シャビーボーイズというバンドは日常的によくライブを観ているわけではないけれど、何だか相応の間隔で共演している。そもそもお恥ずかしい話ではあるが、自分の活動と生活っていうもののバランスを考慮してスケジュールを組んだ結果、なかなかライブハウスに遊びに行けていないのが実情。そんな中ではシャビーボーイズは僕にしてはよくライブを観ている方かもしれない。そりゃあ毎回ライブに行かれているお客さんからすれば僕の観たシャビーボーイズのライブというのは彼らの活動のほんの一端に過ぎないのだろうけれど、それでもその一度一度がとても印象的なのも事実である。
新宿JAMで『空想ワールド』で涙腺が決壊し、生まれて初めてライブハウスで号泣しながらライブを観たあの夜も、ベースギターを弾いていたいちろー君の最後のライブも、そして何なら見逃した事で二度と忘れられなくなってしまったseapusでのライブ(観てないけど)も、りっちゃん加入後、初めて共演した鶴舞K.Dハポンも全てが印象深い。忘れられない瞬間があるっていうのは良いライブだったという事だ。
いちろー君がバンドを去って、サポートメンバーを入れて活動する、とかいっその事辞めてしまうとか色々な選択肢がある中で、彼らをメンバーをずっと探していたそうだ。そしてボーイズはガールと出会った。
メンバーが正式に決まったからリリースがあったわけでもないけれどツアーに出る。実にシャビーボーイズらいし真摯さで彼らはツアーに出、そしてツアーファイナルを3月20日に池下UPSETで迎えた。
i GOのサポートベースギターリストとして先陣をきって演奏。フロア最前列の辺りにりっちゃんがいる。この少し前に早朝の栄で紹興酒を一緒に飲んで見事に僕を潰した酒豪だ。まだ若く、20歳そこそこである。酒では負けた。だが演奏では負けない。こういうシチュエーションで一番の花向けとなるのは良い演奏だと信じている。しかも同業者が眼前にいるならば、と大いに張り切って演奏出来た。
palitextdestroyもキドリキドリも気合いの入った良い演奏をしていた。

--*--

» **記述問題 A**: 本文の一文「忘れられない瞬間があるっていうのは良いライブだったという事だ。」を英語に訳す。
本文とエントリーは別々の出典から取られている。

(位置特定項目)
--*--

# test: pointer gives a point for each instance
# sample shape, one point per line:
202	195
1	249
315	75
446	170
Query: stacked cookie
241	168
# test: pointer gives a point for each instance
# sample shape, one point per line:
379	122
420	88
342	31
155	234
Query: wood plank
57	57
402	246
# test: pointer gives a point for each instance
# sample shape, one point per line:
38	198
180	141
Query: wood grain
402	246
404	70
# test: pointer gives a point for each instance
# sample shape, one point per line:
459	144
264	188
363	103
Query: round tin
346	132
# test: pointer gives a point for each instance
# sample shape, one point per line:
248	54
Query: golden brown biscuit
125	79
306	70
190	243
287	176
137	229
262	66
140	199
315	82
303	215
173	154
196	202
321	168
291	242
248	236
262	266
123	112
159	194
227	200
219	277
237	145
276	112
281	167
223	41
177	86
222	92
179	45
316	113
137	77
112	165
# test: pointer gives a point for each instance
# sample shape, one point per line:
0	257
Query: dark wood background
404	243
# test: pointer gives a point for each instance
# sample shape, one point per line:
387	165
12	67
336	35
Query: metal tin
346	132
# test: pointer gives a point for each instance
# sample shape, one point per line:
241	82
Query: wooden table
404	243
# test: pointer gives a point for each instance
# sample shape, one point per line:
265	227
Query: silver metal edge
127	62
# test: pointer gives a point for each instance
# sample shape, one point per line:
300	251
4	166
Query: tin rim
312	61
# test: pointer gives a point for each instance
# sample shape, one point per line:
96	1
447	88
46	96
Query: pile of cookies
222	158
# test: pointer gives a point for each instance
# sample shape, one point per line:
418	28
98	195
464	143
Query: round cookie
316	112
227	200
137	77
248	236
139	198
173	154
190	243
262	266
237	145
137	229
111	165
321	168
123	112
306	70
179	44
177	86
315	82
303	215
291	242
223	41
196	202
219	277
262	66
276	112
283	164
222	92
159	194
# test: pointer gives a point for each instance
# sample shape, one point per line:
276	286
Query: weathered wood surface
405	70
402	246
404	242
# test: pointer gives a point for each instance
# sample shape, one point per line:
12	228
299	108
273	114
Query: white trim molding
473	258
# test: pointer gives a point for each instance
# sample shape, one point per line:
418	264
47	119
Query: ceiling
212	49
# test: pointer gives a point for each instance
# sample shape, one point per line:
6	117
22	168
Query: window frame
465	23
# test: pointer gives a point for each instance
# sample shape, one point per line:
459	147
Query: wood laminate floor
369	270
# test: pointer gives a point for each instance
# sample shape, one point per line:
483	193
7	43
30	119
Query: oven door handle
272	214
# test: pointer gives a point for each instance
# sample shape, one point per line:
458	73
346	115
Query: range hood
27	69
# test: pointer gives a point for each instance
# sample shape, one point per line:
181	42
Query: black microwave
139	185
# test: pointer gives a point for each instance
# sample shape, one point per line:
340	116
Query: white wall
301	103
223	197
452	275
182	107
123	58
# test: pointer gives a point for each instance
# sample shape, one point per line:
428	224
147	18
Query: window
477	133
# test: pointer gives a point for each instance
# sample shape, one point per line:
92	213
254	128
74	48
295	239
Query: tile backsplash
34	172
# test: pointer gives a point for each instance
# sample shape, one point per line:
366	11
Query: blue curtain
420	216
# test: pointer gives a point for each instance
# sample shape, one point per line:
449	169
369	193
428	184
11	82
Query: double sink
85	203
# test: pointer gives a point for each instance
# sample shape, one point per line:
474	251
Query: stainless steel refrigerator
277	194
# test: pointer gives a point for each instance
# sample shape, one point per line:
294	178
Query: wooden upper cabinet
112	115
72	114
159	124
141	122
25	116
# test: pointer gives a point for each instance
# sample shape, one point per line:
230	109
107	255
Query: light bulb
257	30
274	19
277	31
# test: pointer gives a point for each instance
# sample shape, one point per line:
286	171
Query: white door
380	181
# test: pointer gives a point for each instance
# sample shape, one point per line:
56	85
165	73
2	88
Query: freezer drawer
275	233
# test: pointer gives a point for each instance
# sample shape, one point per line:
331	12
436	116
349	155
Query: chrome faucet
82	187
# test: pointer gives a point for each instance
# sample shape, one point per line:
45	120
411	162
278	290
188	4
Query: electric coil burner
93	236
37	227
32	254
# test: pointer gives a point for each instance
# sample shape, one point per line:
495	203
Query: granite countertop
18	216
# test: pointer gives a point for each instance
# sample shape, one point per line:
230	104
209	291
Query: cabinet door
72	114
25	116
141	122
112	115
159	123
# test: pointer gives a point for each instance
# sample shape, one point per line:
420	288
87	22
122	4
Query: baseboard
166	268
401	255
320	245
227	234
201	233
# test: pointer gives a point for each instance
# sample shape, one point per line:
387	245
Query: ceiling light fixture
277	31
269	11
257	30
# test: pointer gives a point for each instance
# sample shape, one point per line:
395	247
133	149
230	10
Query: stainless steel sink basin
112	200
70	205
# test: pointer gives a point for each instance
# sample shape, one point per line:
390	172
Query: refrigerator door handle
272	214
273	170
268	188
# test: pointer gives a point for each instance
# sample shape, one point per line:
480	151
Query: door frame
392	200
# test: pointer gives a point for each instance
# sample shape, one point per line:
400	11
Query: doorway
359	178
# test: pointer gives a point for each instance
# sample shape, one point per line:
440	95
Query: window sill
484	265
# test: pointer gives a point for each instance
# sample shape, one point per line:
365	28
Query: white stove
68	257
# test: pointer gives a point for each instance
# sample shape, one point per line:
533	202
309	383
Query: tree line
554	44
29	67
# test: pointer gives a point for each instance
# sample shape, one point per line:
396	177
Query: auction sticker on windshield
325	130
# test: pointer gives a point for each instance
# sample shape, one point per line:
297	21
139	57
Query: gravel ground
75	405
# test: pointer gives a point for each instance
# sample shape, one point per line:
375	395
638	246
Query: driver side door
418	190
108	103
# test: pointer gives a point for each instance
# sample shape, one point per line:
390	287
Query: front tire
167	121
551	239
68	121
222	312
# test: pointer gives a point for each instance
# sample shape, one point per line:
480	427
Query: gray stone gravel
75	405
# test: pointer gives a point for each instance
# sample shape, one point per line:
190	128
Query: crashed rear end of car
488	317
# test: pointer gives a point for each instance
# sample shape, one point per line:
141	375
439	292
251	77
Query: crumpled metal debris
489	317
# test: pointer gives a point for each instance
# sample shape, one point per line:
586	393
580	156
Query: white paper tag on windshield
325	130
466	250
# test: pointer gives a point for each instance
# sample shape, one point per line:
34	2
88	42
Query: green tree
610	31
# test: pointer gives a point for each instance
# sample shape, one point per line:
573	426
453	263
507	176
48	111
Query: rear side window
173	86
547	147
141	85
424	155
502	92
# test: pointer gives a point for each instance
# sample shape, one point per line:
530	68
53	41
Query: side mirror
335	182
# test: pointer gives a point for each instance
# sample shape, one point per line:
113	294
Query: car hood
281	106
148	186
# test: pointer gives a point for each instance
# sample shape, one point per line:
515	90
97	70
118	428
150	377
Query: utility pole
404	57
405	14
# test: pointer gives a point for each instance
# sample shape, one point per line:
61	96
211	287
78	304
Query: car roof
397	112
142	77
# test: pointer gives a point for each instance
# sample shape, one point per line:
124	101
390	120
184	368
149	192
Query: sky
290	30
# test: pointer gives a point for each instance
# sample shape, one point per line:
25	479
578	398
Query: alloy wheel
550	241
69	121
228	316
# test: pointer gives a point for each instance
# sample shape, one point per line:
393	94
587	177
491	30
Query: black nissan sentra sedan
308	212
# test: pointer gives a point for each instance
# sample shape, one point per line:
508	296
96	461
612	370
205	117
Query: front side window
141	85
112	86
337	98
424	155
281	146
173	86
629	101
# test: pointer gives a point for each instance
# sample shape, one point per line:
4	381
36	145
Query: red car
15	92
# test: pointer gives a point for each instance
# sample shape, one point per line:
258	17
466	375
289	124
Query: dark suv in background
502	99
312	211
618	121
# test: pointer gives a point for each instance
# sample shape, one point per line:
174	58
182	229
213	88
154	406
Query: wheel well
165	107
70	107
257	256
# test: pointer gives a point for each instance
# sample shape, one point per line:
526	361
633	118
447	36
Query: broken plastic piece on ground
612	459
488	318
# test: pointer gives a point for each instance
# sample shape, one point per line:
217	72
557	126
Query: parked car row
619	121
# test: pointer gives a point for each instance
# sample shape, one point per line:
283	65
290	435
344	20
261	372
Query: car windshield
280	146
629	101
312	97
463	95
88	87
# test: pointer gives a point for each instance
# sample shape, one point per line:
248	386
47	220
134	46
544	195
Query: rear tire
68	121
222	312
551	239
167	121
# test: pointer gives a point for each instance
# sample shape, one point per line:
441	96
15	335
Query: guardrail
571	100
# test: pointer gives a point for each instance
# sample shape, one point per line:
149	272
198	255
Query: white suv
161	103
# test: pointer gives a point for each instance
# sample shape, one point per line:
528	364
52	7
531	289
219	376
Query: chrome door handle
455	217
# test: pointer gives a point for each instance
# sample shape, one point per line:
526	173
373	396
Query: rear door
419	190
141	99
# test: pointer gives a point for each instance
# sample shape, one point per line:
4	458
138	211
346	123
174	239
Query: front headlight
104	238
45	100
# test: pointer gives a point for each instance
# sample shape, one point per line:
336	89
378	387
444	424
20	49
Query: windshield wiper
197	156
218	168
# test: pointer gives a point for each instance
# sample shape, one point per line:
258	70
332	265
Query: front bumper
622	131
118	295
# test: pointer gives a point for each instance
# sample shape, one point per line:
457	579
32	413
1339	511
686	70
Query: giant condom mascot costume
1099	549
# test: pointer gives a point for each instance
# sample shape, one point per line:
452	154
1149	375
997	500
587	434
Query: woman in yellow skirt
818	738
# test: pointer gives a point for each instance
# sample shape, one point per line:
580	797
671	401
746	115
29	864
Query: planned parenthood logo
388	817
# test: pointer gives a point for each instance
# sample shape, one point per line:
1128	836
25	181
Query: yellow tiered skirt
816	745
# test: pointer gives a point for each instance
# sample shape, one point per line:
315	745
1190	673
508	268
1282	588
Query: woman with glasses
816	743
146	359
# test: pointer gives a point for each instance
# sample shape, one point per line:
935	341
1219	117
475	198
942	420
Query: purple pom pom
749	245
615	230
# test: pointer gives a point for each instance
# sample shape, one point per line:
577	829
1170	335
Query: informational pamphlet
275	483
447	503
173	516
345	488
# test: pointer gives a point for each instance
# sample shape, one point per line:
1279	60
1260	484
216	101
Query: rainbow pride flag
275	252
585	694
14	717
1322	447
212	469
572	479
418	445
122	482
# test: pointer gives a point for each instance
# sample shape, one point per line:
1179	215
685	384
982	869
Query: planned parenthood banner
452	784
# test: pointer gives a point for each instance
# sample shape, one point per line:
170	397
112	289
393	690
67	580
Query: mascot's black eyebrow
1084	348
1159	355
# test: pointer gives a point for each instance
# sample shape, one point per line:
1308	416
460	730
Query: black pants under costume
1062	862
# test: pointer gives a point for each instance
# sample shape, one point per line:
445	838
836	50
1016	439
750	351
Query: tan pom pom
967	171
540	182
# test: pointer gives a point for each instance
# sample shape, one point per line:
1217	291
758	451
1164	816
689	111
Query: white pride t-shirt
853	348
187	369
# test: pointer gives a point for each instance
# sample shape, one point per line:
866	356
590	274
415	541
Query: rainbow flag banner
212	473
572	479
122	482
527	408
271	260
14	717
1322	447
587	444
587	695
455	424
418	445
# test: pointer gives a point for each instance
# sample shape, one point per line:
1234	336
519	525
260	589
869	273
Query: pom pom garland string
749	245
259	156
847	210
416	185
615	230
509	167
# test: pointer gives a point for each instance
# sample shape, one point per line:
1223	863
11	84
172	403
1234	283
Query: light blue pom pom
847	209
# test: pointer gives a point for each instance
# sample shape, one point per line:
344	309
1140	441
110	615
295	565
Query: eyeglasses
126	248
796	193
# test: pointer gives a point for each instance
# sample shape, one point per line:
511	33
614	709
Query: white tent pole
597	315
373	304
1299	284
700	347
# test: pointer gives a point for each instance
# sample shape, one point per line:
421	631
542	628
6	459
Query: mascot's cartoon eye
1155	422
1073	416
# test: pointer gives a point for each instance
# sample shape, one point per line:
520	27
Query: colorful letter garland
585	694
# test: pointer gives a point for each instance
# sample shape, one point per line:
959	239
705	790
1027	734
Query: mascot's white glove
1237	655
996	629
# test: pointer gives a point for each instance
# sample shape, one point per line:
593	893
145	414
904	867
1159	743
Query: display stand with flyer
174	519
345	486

--*--

» **記述問題 B**: エントリーの中から「yellow」という語を含む行をすべて特定し、一行ずつそのまま書き写す。

» **最終解答 A**: Having moments you can't forget means it was a good live show.

» **最終解答 B**:
Query: woman in yellow skirt
Query: yellow tiered skirt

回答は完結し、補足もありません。